*Énoncé du problème 1:* Recopiez fidèlement le passage du texte sur le travail social allant de « Il serait également » à « et des territoires. ».
*Énoncé du problème 2:* Poursuivez le texte sur la formation et l'organisation du travail social à la suite de sa dernière phrase.

*Document source:*
Toutefois, aucune donnée concernant le nombre de formations dispensées n'est à ce jour disponible. Selon la DGCS, un retard important a été pris dans la mise en oeuvre de ce dispositif du fait de la crise sanitaire. L'année 2021 devrait voir le début de la montée en charge de cette mesure avec une accélération prévue en 2022.

Comme le souligne un récent rapport du Haut-Conseil du travail sociale (HCTS) 132 ( * ) , le travail social doit aller au-devant de la population pour réinvestir la prévention. Il semble donc prioritaire de mener à bien ce plan de formation en mettant l'accent sur le développement des pratiques d'« aller vers » et le travail social collectif. Les actions collectives, en tant qu'elles permettent de donner du pouvoir d'agir aux personnes accompagnées, doivent en effet être promues.

Ce rapport préconise par ailleurs d'organiser des formations croisées entre travailleurs sociaux et professionnels de différentes politiques publiques (santé, justice, Éducation nationale...) afin de lutter contre le cloisonnement des institutions.

Proposition n° 19 : Mener à bien le plan de formation des travailleurs sociaux en mettant l'accent sur le développement des pratiques d'« aller vers » et le travail social collectif.

2. L'organisation du travail social et la répartition des tâches

Le rapport précité du HCTS appelle à des travaux de simplification des procédures et de décloisonnement, que ce soit entre services sur un même territoire, entre politiques publiques ou entre secteurs social et sanitaire, ainsi qu'à une clarification des missions des différents acteurs qui concourent à l'accompagnement des personnes. Une attention particulière pourrait également être portée à l'accompagnement des personnes sujettes à des troubles psychiques.

A la lumière de la crise sanitaire, il paraît en effet possible de procéder à une simplification des processus que doivent mettre en oeuvre les professionnels , notamment en luttant contre l'empilement des dispositifs et des normes, afin de recentrer l'intervention des travailleurs sociaux sur leur coeur de métier, à savoir l'accompagnement individuel et collectif des personnes et des groupes. Le rapport « Cols » relève à cet égard que « l'allègement des tâches administratives et la simplification des circuits de validation pendant le confinement a libéré du temps et favorisé une plus grande disponibilité des travailleurs sociaux auprès des publics. »

Il serait également pertinent de donner plus de responsabilité aux travailleurs sociaux en créant les conditions favorables à l'initiative et à l'innovation. L'enjeu est de permettre le développement de pratiques adaptées aux situations des personnes, des groupes et des territoires.

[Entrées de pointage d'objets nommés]
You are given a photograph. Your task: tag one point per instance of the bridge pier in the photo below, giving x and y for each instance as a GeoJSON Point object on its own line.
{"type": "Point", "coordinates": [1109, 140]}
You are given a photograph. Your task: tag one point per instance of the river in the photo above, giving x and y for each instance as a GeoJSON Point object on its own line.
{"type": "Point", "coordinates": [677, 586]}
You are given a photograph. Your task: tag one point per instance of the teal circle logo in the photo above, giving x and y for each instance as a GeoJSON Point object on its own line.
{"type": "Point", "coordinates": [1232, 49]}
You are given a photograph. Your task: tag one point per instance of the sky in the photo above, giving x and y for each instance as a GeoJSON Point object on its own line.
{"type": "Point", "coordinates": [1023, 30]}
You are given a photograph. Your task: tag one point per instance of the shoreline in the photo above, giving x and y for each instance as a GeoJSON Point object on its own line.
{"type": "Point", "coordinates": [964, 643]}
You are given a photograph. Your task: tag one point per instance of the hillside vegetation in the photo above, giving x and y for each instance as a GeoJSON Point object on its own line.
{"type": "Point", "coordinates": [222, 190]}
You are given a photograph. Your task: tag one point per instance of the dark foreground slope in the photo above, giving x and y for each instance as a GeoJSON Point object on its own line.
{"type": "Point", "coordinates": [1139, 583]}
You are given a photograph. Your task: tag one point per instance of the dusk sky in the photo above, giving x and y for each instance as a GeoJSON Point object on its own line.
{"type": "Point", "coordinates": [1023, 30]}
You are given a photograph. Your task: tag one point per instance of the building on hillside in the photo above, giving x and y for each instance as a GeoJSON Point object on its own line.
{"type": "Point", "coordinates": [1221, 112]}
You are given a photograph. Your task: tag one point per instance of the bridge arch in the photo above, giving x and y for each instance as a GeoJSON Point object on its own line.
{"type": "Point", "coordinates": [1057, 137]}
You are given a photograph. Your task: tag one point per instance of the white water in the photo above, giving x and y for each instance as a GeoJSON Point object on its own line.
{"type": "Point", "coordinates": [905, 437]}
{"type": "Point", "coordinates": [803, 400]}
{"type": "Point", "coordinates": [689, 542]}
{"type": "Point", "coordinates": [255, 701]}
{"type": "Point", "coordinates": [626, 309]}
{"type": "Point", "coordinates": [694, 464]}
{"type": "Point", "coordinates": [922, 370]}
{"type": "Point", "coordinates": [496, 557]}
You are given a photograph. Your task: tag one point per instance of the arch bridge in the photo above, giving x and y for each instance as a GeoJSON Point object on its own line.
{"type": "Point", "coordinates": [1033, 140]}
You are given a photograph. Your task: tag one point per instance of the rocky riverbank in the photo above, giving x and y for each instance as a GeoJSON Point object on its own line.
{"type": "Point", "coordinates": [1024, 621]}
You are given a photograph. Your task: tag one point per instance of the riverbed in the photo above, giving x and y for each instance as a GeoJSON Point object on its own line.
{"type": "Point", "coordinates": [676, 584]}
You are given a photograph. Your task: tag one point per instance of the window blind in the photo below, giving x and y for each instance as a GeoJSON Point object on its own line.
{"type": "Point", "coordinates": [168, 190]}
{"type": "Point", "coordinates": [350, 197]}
...
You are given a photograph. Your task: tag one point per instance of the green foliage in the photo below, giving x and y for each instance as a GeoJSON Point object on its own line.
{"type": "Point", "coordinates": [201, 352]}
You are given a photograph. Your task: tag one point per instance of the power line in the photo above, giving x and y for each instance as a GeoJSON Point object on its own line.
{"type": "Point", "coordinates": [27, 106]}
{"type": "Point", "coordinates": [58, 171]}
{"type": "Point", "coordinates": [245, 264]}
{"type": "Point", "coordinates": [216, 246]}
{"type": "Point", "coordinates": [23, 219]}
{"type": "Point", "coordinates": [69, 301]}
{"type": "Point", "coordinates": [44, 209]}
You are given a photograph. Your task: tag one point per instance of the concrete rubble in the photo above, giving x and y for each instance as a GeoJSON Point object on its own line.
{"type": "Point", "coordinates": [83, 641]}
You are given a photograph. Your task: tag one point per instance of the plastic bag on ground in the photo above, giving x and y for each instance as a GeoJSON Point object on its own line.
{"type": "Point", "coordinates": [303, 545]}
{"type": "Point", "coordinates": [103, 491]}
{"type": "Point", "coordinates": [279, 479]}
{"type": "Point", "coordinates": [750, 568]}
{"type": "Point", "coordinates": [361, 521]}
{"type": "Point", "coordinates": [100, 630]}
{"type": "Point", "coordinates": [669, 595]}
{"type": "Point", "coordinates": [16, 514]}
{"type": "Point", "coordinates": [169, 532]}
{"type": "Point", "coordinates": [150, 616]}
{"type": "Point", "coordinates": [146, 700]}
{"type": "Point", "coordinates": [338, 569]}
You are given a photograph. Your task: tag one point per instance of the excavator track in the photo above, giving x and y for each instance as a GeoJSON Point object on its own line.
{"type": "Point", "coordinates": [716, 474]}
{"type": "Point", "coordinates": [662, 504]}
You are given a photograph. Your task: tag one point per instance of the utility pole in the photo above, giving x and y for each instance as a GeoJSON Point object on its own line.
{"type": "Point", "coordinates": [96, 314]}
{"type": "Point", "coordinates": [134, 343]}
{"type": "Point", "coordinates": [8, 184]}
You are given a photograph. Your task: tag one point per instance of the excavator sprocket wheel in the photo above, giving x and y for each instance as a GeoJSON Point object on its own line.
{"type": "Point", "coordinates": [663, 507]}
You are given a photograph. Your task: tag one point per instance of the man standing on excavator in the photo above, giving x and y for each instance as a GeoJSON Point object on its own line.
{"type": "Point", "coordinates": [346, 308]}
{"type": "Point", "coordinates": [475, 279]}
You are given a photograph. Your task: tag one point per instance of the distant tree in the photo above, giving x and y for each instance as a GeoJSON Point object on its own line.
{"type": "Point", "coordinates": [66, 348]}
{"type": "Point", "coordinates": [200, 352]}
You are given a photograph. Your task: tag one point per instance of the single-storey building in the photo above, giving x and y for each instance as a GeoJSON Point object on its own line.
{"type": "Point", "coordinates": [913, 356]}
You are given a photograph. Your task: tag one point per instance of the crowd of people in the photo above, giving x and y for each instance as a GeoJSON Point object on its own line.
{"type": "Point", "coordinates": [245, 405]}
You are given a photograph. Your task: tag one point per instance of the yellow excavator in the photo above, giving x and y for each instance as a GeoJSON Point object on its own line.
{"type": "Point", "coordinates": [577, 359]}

*Résultat de la tâche 1:*
Il serait également pertinent de donner plus de responsabilité aux travailleurs sociaux en créant les conditions favorables à l'initiative et à l'innovation. L'enjeu est de permettre le développement de pratiques adaptées aux situations des personnes, des groupes et des territoires.

*Résultat de la tâche 2:*
Enfin, la promotion des actions de développement social peut permettre de concrétiser le rôle que peuvent jouer les travailleurs sociaux comme acteurs du territoire. Dans cette perspective, un guide d'appui pratique aux interventions collectives du travail social en faveur du développement social a été diffusé en 2019 par le HCTS. Comme le précise ce document, « le développement social ne relève pas de la boite à outils standard et n'appartient pas aux seuls travailleurs sociaux, mais à tous les acteurs d'un territoire qui veulent sortir d'une approche sectorielle de l'action publique pour passer à une approche plus globale et transversale ». Cette conception exige un changement de posture et une évolution des pratiques professionnelles du travail social, ainsi que le passage à une logique de coopération et de transversalité.

Proposition n° 20 : Recentrer l'intervention des travailleurs sociaux sur l'accompagnement individuel et collectif par l'allègement des circuits et des procédures. Reconnaître la capacité d'initiative des travailleurs sociaux au moyen de délégations de compétences. Promouvoir les actions de développement social.

Comme l'ont révélé les auditions menées par le rapporteur, notamment celles des représentants de la Collectivité européenne d'Alsace, les travailleurs sociaux sont, en pratique, de plus en plus amenés à se substituer à tous les services publics (Caf, CPAM...) qui se sont retirés des territoires. En complément des mesures de simplification proposées, le recentrage des travailleurs sociaux sur leur coeur de métier serait également facilité s'ils pouvaient disposer d'interlocuteurs au sein des administrations et organismes de sécurité sociale.

Proposition n° 21 : Mettre en place dans chaque administration concernée un relais pour les travailleurs sociaux.


* 130 Reconnaître et valoriser le travail social, rapport de Mme Brigitte Bourguignon, députée, à M. Manuel Valls, Premier ministre, juillet 2015.

* 131 Rapport du Comité d'évaluation de la stratégie nationale de prévention et de lutte contre la pauvreté, France Stratégie, mars 2021 - « Les 35 mesures, suivi et évaluation ».

* 132 Le travail social au défi de la crise sanitaire, rapport coordonné par Marie-Paule Cols, Haut-Conseil du travail social, janvier 2021.